## Set task
Pick out every line of the listing that contains the word "wheel" and copy each one. Case counts.

start

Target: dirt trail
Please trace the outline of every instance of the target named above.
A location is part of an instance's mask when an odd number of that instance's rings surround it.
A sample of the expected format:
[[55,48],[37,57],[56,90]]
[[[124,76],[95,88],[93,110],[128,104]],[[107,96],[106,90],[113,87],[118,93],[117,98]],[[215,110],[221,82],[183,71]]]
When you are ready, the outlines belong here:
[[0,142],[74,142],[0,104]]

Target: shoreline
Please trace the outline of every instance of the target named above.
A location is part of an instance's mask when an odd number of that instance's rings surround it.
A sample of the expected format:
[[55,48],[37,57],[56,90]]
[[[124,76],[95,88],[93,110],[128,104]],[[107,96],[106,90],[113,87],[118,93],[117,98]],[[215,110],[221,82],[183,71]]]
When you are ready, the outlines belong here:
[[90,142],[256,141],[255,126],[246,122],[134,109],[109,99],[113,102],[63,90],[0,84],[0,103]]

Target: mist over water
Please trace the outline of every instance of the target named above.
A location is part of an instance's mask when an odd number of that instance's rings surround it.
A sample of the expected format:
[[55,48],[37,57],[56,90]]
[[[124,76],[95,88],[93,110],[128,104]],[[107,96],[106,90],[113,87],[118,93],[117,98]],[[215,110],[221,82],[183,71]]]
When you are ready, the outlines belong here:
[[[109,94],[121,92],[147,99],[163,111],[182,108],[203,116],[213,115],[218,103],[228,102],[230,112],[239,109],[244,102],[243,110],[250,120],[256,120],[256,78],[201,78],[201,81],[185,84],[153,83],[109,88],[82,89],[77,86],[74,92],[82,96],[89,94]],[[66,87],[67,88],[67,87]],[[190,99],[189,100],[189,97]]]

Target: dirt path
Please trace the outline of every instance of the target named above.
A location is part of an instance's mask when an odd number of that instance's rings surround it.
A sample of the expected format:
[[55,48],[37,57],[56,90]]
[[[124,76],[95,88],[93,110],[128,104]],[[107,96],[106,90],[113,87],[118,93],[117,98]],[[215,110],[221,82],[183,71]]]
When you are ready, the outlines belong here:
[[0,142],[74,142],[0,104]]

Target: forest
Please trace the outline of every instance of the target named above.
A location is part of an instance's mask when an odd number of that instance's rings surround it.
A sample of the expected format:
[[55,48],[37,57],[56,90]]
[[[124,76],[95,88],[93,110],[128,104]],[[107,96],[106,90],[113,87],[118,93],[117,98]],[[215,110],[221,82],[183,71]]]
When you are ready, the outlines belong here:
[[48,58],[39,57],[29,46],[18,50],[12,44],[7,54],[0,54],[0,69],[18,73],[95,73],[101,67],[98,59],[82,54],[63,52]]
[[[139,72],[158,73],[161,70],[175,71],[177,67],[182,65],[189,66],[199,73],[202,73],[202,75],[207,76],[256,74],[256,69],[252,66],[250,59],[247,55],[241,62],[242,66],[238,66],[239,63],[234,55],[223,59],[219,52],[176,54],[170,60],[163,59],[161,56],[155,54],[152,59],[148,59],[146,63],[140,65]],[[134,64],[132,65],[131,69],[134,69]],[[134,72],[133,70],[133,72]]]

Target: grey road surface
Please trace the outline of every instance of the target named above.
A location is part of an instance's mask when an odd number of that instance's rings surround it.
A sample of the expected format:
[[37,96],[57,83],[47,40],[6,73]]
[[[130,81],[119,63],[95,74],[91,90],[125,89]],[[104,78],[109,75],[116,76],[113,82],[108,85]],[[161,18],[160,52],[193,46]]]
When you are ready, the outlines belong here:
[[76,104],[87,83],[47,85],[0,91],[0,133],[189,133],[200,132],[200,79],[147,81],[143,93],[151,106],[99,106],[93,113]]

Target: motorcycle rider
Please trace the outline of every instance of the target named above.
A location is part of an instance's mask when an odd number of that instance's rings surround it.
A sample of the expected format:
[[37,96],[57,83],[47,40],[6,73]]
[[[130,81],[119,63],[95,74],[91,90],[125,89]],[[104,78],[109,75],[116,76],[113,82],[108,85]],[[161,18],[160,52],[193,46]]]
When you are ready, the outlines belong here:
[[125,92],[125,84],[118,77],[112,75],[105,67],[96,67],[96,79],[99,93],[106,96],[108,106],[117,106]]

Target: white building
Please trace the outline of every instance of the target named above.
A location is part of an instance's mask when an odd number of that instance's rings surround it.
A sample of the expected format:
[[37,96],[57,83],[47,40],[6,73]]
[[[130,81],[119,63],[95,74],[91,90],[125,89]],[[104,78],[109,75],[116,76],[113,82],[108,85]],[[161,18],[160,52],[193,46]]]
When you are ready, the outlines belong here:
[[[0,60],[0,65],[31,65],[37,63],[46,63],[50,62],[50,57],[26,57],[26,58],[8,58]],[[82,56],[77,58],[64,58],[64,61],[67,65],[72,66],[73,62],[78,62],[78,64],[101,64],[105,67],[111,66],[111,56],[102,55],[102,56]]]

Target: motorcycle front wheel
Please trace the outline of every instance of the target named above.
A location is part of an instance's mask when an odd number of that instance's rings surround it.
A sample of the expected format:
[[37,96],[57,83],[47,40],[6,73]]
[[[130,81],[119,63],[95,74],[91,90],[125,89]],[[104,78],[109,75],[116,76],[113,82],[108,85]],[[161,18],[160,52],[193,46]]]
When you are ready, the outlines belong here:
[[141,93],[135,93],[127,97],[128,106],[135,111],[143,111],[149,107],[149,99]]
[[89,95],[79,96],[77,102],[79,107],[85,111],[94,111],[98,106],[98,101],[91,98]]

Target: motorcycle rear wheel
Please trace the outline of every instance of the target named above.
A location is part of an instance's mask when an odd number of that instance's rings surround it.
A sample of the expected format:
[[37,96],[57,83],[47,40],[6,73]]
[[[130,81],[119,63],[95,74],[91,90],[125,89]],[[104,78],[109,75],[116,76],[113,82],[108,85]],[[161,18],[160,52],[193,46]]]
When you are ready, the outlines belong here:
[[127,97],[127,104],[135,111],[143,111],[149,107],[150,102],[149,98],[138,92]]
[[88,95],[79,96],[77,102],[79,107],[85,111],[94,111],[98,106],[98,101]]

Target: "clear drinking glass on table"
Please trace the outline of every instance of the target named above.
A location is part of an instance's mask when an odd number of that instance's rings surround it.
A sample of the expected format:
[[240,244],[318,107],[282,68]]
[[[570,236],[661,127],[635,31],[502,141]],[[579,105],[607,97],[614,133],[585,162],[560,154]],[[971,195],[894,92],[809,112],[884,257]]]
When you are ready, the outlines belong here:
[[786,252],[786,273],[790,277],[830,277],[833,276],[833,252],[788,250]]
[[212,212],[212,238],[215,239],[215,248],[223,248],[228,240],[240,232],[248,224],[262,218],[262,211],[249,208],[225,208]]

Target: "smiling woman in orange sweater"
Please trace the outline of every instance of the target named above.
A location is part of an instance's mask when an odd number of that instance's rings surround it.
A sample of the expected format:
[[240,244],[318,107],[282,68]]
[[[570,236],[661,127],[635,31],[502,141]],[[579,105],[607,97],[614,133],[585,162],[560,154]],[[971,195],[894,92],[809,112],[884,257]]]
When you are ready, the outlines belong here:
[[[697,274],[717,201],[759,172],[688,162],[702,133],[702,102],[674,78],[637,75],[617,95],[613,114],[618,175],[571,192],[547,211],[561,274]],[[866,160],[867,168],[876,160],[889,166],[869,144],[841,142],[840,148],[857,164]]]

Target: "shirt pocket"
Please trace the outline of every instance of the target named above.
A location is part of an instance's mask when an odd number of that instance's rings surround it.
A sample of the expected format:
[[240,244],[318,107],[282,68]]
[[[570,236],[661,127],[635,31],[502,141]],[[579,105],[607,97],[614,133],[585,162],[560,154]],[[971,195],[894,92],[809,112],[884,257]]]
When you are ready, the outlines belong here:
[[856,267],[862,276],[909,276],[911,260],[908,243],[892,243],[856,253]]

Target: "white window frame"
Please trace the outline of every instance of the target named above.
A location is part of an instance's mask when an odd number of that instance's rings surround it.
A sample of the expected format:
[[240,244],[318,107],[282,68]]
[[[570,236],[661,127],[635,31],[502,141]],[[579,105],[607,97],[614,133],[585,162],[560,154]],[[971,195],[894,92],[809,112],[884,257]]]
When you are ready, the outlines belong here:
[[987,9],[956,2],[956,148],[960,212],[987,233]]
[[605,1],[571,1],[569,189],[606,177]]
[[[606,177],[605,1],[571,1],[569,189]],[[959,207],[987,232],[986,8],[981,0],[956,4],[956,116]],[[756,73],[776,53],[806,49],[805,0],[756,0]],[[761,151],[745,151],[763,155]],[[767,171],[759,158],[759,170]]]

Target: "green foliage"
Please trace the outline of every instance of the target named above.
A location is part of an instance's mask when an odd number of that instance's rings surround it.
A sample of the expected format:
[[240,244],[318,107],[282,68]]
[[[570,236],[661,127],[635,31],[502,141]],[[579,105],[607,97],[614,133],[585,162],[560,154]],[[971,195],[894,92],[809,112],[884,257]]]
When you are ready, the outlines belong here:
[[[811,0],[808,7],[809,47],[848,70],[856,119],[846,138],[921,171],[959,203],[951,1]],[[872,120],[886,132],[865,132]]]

end

## Solution
Target: motorcycle front wheel
Target: motorcycle rear wheel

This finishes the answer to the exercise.